**Stated problem:** Output each line of the material exactly as it stands.
====
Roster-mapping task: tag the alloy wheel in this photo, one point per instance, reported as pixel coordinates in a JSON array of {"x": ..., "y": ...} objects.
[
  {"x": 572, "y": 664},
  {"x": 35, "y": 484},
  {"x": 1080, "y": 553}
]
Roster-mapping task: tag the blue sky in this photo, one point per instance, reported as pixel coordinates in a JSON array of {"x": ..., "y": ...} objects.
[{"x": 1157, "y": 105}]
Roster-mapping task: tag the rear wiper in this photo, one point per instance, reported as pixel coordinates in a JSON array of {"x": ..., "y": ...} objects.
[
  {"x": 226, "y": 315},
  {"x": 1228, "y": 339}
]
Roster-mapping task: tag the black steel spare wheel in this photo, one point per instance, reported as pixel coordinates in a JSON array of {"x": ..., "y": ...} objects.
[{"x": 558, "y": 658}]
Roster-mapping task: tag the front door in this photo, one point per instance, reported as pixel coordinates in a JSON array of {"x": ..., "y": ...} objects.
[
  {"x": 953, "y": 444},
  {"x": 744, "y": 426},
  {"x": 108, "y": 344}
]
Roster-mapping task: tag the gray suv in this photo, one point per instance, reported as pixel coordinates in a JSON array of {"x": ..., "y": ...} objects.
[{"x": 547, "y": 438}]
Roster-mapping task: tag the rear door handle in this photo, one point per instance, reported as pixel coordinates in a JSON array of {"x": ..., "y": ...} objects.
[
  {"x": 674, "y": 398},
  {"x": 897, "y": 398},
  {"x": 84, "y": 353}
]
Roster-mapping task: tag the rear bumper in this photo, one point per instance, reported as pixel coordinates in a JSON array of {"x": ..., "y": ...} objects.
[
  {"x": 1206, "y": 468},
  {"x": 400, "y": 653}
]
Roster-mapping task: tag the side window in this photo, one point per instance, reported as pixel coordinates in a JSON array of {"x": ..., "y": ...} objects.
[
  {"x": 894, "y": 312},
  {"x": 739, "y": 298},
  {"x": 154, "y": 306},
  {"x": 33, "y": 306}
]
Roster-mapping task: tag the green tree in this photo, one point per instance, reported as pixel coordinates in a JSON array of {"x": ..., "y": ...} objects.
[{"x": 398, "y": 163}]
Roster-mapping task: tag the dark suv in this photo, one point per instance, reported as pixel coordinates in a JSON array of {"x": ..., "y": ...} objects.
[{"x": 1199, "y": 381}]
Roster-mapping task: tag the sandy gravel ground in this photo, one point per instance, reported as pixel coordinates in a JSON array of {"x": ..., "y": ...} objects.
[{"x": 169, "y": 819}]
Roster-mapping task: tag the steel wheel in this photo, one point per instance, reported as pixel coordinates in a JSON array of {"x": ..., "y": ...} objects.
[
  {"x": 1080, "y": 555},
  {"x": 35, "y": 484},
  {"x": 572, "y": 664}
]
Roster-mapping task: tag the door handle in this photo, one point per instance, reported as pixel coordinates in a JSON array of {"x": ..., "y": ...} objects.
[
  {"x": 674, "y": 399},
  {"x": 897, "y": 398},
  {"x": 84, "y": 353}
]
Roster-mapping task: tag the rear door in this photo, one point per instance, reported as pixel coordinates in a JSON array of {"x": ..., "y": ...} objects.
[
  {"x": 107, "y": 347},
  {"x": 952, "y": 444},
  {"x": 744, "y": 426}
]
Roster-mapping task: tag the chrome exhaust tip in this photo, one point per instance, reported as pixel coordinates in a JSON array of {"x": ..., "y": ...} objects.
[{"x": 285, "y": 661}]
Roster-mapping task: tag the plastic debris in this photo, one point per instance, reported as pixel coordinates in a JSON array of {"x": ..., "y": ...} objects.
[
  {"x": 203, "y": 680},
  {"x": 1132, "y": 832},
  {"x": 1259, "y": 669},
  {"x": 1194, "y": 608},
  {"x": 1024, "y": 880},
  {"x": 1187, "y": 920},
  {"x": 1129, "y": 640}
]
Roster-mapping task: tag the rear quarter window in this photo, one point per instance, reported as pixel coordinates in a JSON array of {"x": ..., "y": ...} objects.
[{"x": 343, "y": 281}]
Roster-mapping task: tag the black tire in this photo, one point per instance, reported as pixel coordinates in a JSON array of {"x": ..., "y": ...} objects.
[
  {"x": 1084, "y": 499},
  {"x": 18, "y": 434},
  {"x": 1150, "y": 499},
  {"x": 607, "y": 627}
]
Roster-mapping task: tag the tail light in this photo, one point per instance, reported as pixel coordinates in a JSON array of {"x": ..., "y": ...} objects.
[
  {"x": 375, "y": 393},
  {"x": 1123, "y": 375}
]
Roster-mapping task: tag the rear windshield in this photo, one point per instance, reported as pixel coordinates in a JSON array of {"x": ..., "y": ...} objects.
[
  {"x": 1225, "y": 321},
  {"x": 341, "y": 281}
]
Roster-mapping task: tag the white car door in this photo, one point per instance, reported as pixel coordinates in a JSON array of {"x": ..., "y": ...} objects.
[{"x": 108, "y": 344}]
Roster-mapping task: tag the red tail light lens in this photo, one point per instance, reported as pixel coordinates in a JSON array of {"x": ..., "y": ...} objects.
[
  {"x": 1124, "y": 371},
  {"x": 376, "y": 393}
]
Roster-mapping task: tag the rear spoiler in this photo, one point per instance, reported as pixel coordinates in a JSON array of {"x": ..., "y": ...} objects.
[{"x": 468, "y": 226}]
====
**Reply:**
Roster-mapping task: tag the alloy wheel in this photo, one point per instance, reported as pixel coordinates in a JSON array of {"x": ..., "y": ...} objects.
[
  {"x": 572, "y": 664},
  {"x": 35, "y": 484},
  {"x": 1080, "y": 553}
]
Roster-mapping task: tag the blue sky in this photo, one point per instance, reported as pixel coordinates in a JSON array of {"x": ..., "y": ...} objects.
[{"x": 1157, "y": 105}]
Roster-mapping task: tag the rear wiper in this photo, one point per instance, reported as pixel coordinates in a JSON array of {"x": ..., "y": ...} objects.
[
  {"x": 226, "y": 315},
  {"x": 1228, "y": 339}
]
Roster-mapping task: tag the black steel spare wheel in this photo, one point per instance, reported as pixel coordinates in a JSON array of {"x": ..., "y": ...} objects.
[{"x": 558, "y": 658}]
Roster-mapping task: tag the front door in this photo, one point per instance, reported as pixel coordinates in a JSON array of {"x": ..., "y": ...} objects.
[
  {"x": 953, "y": 444},
  {"x": 744, "y": 426},
  {"x": 108, "y": 344}
]
Roster-mapping task: tag the gray suv in this photo, one point per instance, reported as pixel coordinates in a JSON array of {"x": ..., "y": ...} objects.
[{"x": 547, "y": 438}]
Roster-mapping task: tag the rear door handle in this photo, one point per instance, reported as pixel coordinates in a JSON array of {"x": ..., "y": ...} objects.
[
  {"x": 674, "y": 398},
  {"x": 897, "y": 398},
  {"x": 84, "y": 353}
]
Roster-mapping task: tag the rear bumper in this photo, one point per instance, reported as pixel coordinates in a JSON array of {"x": ..., "y": ...} objects.
[
  {"x": 1206, "y": 468},
  {"x": 400, "y": 653}
]
Roster-mapping task: tag the side window in this photo, one point per instance, reported as pixel coordinates in a JSON array of {"x": ..., "y": ...} objects.
[
  {"x": 894, "y": 312},
  {"x": 739, "y": 298},
  {"x": 154, "y": 306},
  {"x": 33, "y": 306}
]
Roster-mapping task: tag the green tree in this photo, one point per instance, reported as pixel coordinates in a JSON array of {"x": ..., "y": ...} objects.
[{"x": 398, "y": 163}]
Roster-mapping task: tag the dark suv in this photo, one point per instance, reported as pixel coordinates in a JSON array of {"x": ..., "y": ...} objects.
[{"x": 1199, "y": 381}]
Roster-mapping task: tag the sandy gravel ground in this photo, one point per instance, reported as pixel coordinates in a JSON array of {"x": ..., "y": ...} objects.
[{"x": 169, "y": 819}]
Roster-mapping task: tag the steel wheel in this photo, one point per instance, reported as pixel coordinates in a JSON array of {"x": ..., "y": ...} objects.
[
  {"x": 1080, "y": 555},
  {"x": 35, "y": 484},
  {"x": 572, "y": 664}
]
Roster-mapping task: tag the door handle in this photo, one point per instance, reported as pixel coordinates in a JSON array of {"x": ..., "y": ...} objects.
[
  {"x": 674, "y": 399},
  {"x": 897, "y": 398},
  {"x": 84, "y": 353}
]
Roster-mapping task: tag the rear door in this photo, one point per instance, reported as pixel coordinates in a JSON array of {"x": ..., "y": ...} objects.
[
  {"x": 107, "y": 347},
  {"x": 952, "y": 444},
  {"x": 744, "y": 426}
]
Roster-mapping task: tag the chrome exhaust tip in this photo, one point per instance, reported as pixel coordinates in a JSON array of {"x": ..., "y": ...} objects.
[{"x": 285, "y": 661}]
Roster-mapping task: tag the plastic debris in this photo, one point per instance, reported as pixel coordinates in a JSON array of {"x": ..., "y": ...} objects.
[
  {"x": 203, "y": 680},
  {"x": 1132, "y": 832},
  {"x": 1259, "y": 669},
  {"x": 1194, "y": 608},
  {"x": 1024, "y": 880},
  {"x": 1187, "y": 920},
  {"x": 1129, "y": 640}
]
Roster-mapping task: tag the rear quarter window in this photo, one point per instance, reported as pixel coordinates in a JSON array of {"x": ..., "y": ...} objects.
[{"x": 343, "y": 281}]
Roster-mapping task: tag the black tire in this photo, one point per instance, reported as pixel coordinates in a JSON array of {"x": ..., "y": ...} objects.
[
  {"x": 1084, "y": 499},
  {"x": 18, "y": 434},
  {"x": 1150, "y": 499},
  {"x": 607, "y": 627}
]
Roster-mapping task: tag the tail light in this photo, one point per instance, reported as pixel coordinates in a JSON array of {"x": ..., "y": ...} objects.
[
  {"x": 375, "y": 393},
  {"x": 1123, "y": 375}
]
Roster-mapping task: tag the rear windshield in this photo, one point per instance, reported as pixel coordinates in a JSON array of {"x": ..., "y": ...} objects.
[
  {"x": 1225, "y": 321},
  {"x": 341, "y": 281}
]
Roster-mapping task: tag the white car door in this photo, one point per instance, reported as pixel coordinates in a JSON array of {"x": ..., "y": ...} objects.
[{"x": 108, "y": 344}]
Roster-mapping task: tag the red tail light lens in this photo, one point per instance, reported as pixel coordinates in a JSON array of {"x": ..., "y": ...} objects.
[
  {"x": 1124, "y": 371},
  {"x": 376, "y": 393}
]
Roster-mapping task: tag the rear spoiler in this photo, one point per instance, reported as pixel coordinates in a JSON array of {"x": ..., "y": ...} objects.
[{"x": 468, "y": 226}]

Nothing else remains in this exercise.